SOAL YANG DIKERJAKAN:
#1 Tentukan apakah setiap pernyataan berikut sesuai dengan teks tentang peran Sekda. Jawab ya atau tidak, lalu kutip kata-kata dalam teks yang menjadi penentunya. (a) Sudah ada riset yang valid yang membuktikan kebenaran pandangan tentang kurangnya rasa aman dan nyaman para pelaksana. (b) Sekda berperan menerjemahkan kebijakan Bupati agar dapat diimplementasikan OPD di lapangan. (c) Keterlambatan penyusunan RAPBD 2020/2021 disebut sebagai sampel indikasi bahwa aparat kurang bisa bekerja maksimal.
#2 Lanjutkan teks tentang peran Sekda dan dukungan OPD, dimulai setelah kalimat terakhir yang ditampilkan.

Secara struktural, ia punya wibawa, pengaruh, dan kewenangan yang kuat untuk mendorong lahirnya kebijakan pemda.
Dengan posisi itu, dari sisi internal, seorang Sekda harus mampu bertindak sebagai penyinkron dari adanya hubungan kepentingan timbal balik dua arah (legislatif dan eksekutif). Begitupun yang diinginkan Indra Yasin disela-sela sambutannya.
Sekda menjadi penerjemah kebijakan Bupati untuk dapat diimplementasikan OPD di lapangan. Di lain pihak, ia harus menjadi penampung aspirasi OPD hingga aspirasi itu dapat lebih diperdengarkan dijajaran penentu kebijakan pemda.
Dukungan OPD
Keberhasilan seorang pemimpin akan sangat bergantung pada sejauh mana tingkat dukungan para pelaksana. Oleh karena itu, faktor dukungan penuh dari para pelaksana ini sebagai "tools" utama untuk menentukan berhasil tidaknya suatu misi yang diemban pimpinan.
Agar tumbuhnya dukungan penuh dari seluruh OPD, agaknya persoalan penting saat ini yang harus ditangani setidaknya tertuju pada tiga hal.
Pertama, ia harus mampu memberikan kenyamanan dan ketenangan agar para OPD bisa bekerja dengan baik. Keterlambatan penyusunan RAPBD 2020/2021 dan masih rendahnya serapan anggaran pemerintah tahun 2021 merupakan sampel indikasi bahwa aparat kurang bisa bekerja maksimal, kurang konsentrasi, dan kurang termotivasi agar bisa mengerahkan seluruh kemampuannya bagi organisasi.
Banyak faktor yang bisa mempengaruhinya, salah satunya adalah akibat kurang terciptanya kondisi dan situasi yang bisa membuat para pelaksana merasa aman dan nyaman. Memang belum ada riset yang valid atas kebenaran pandangan itu. Bahkan ada pula yang memandangnya sebagai "kepura-puraan".
Sulit dibantah bahwa ada fenomena umum yang tengah melanda sebagian besar kalangan ASN Gorut saat ini yakni terutama munculnya rasa kehilangan kepercayaan dan keyakinan diri terhadap hasil akhir dari proses pekerjaan. Ada kegamangan dan ketidakjelasan yang bisa muncul sebagai implikasi dari kemungkinan terjadinya ketimpangan antara sisi ideal (das sein) sebagaimana diatur dalam berbagai ketentuan dan kenyataan di lapangan (das sollen).
Ketika kesalahan pelantikan saling lempar handuk, ketika SK PTT/GTT diobral menjadi dagangan politik praktis, ketika perjalanan dinas diantara OPD menjadi bentangan kecemburuan, ketika mutasi dan roling jabatan dibenturkan dengan sudut pandang primordial, request media sosial bahkan menggunakan pemikiran paling primitif (orang bupati atau orang wakil bupati), itu semua kemudian berefleksi pada logika sederhana yaitu untuk berpikir ulang menerima atau melaksanakan tugas dan pekerjaan yang beresiko.

CUPLIKAN DATA:

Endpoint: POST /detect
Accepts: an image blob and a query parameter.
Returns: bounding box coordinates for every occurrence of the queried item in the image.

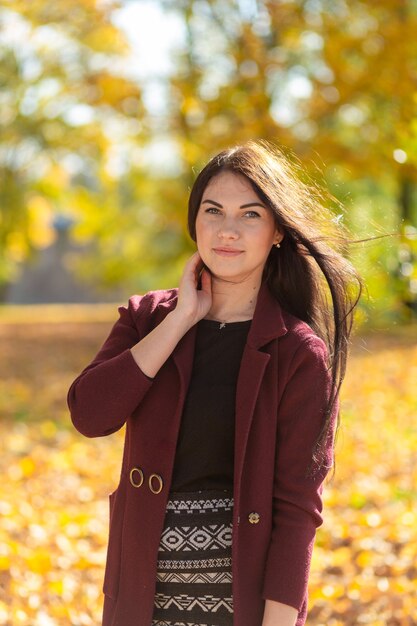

HASIL PENGERJAAN:
#1
(a) Tidak: "Memang belum ada riset yang valid atas kebenaran pandangan itu."
(b) Ya: "Sekda menjadi penerjemah kebijakan Bupati untuk dapat diimplementasikan OPD di lapangan."
(c) Ya: "Keterlambatan penyusunan RAPBD 2020/2021 dan masih rendahnya serapan anggaran pemerintah tahun 2021 merupakan sampel indikasi bahwa aparat kurang bisa bekerja maksimal"

#2
Kedua, adanya pemberian jaminan kesejahteraan yang adil dan proporsional. Tema pokok soal jaminan kesejahteraan itu memang sering dianggap sebagai lagu lama. Sekalipun demikian, isu materi ini tetap saja harus senantiasa memerlukan perhatian setiap pimpinan. Apalagi jika ternyata masih ditemukan adanya beberapa kebijakan yang ukurannya masih dipandang subjektif dan hanya tertuju untuk dinas-lembaga tertentu.
Tentu saja soal kesejahteraan bukan harus diartikan keinginan atas dasar pencapaian keinginan untuk mengejar kepuasan. Pemberian kesejahteraan harus sebanding dengan beban kerja, resiko pekerjaan yang dihadapi serta tidak memilah atas dasar perbedaan lembaga yang jadi naungan seseorang bekerja.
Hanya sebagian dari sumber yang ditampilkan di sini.